**Dataset excerpts**
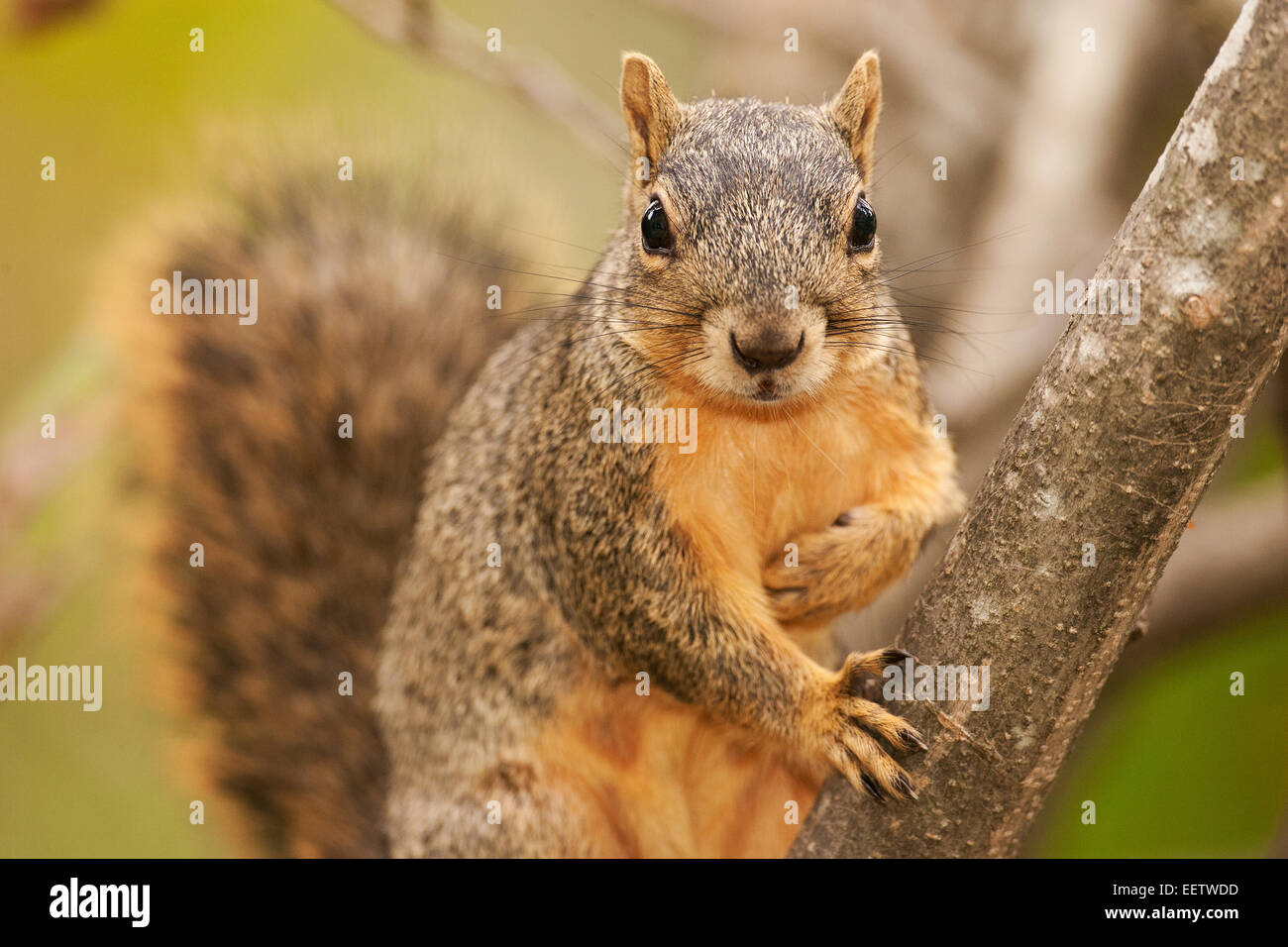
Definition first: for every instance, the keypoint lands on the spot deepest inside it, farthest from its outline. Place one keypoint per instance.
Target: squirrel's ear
(651, 111)
(857, 108)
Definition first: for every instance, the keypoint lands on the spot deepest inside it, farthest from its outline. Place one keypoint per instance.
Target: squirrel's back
(288, 442)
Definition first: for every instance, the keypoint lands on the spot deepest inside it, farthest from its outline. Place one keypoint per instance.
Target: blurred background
(1046, 142)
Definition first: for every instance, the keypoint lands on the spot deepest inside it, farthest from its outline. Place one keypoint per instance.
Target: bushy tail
(291, 449)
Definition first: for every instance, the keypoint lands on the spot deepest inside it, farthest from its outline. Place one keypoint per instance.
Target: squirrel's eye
(863, 230)
(656, 230)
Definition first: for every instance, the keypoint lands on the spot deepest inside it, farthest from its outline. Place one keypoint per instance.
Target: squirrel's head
(747, 261)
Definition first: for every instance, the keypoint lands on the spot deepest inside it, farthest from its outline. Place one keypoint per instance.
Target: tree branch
(1115, 445)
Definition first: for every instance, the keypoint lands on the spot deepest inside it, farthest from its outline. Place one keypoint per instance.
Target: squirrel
(559, 646)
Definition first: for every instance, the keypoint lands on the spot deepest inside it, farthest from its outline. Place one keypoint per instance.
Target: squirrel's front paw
(844, 567)
(846, 728)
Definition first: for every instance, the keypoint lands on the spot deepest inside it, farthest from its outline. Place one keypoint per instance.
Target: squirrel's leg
(844, 567)
(726, 654)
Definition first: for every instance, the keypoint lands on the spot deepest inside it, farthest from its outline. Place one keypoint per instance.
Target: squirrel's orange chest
(751, 484)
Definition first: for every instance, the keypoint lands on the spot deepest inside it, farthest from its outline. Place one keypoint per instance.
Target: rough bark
(1115, 445)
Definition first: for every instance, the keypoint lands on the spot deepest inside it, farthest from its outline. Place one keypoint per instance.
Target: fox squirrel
(566, 647)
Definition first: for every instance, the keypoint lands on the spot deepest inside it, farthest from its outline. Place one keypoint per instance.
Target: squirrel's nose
(765, 351)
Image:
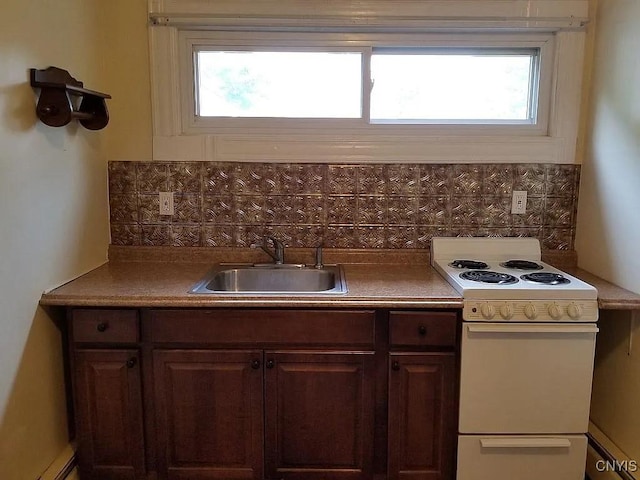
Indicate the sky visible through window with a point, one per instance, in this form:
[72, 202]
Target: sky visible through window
[280, 84]
[405, 87]
[450, 87]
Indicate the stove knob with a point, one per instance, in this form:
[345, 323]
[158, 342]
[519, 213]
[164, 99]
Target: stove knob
[574, 310]
[506, 311]
[555, 311]
[530, 311]
[488, 311]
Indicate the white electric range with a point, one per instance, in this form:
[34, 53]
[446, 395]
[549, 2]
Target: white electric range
[527, 350]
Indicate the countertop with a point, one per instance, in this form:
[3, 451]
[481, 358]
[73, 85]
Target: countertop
[162, 277]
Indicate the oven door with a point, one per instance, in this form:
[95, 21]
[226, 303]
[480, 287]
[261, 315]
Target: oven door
[526, 378]
[559, 457]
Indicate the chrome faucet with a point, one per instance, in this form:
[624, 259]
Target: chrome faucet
[278, 249]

**Written request**
Make an exact copy of the records above, with the pictures left out.

**Response to the task**
Definition first: for every instance, the keypoint lands on the spot deepest inside it, farthest from its outline. Place one keypoint per instance.
Target: squirrel's ear
(651, 111)
(857, 108)
Definition first: for every instance, the keypoint lands on the spot deepest inside it, farthest from its outline. Place one keypoint per instance.
Target: squirrel's back
(288, 442)
Definition first: for every instance, the keypoint lands on the spot deepest inside it, farthest from its outline. Place one keypoint per instance.
Target: blurred background
(1046, 142)
Definition first: for every instance, the keypoint lands on the spot deepest inside it, farthest from its outline. Place one keypoint per instance.
Target: bushy tail
(291, 449)
Definition first: for every instance, the keypoint lands on the spot deepest inside it, farthest from its outline. Place one keypoint per instance.
Target: squirrel's eye
(863, 230)
(656, 230)
Definition first: for every instance, the keypoint lands on the spot deepest inside it, farthest from its outline. Place one keypoint per instance.
Target: squirrel's head
(747, 261)
Definition first: for every instance, the keypoint lands on the spot deepest inside it, farthest from its outline. Place one keypoint per instance.
Target: tree branch
(1115, 445)
Definition first: for every instance, the keypoint lands on the spot deepest inside it, farthest from its outline. Place one keypoint per instance.
Target: squirrel
(559, 646)
Definition first: for every instance, the keypoint lands on the spot deepest inside it, farthest from its outline. Place one keypoint per instance.
Target: squirrel's front paw
(844, 567)
(846, 728)
Definition first: for every instance, the keypoint lands on the spot deepest inside it, farthest from its outline. Place one keypoint per instance.
Target: squirrel's leg
(844, 567)
(726, 654)
Definition first: for every instance, the keypoint lands on the spot deepest inside it, farthest from its outline. Place one keypoint per instance.
Target: squirrel's orange chest
(751, 484)
Definition first: for every instance, the keypoint lands on the spot deepest inside it, farthest from its outline. Place one keypoint per instance.
Target: rough bark
(1115, 445)
Definition first: for every instance, the keypoint lands on the spot deepest inside it, farthest from its outline. Place one keypoint per instance.
Target: fox squirrel
(566, 647)
Definition first: for every instance, the keypoint lands on the spot deepest inside it, farthest from its outline. Place one keypoint per instance.
Target: squirrel's nose
(765, 351)
Image:
Indicate the sky visible through window with a point, one per instance, in this form:
[72, 202]
Target: sky visible through window
[280, 84]
[405, 87]
[450, 87]
Indicate the stove knob with a point, one per instance, in this form:
[345, 323]
[158, 342]
[519, 213]
[164, 99]
Target: stove knob
[574, 310]
[506, 311]
[555, 311]
[530, 311]
[488, 311]
Indicate the white electric range with a point, one per instance, in this form:
[34, 53]
[446, 395]
[549, 2]
Target: white electric range
[527, 350]
Indicate the countertop with a point, one per instance, in this form:
[3, 451]
[481, 358]
[73, 85]
Target: countertop
[162, 277]
Indicate the oven door with a point, one per instance, in this form:
[95, 21]
[226, 303]
[480, 287]
[261, 315]
Target: oven door
[526, 378]
[559, 457]
Indicate the chrome faucet with a point, one per instance, in this form:
[624, 259]
Target: chrome faucet
[278, 249]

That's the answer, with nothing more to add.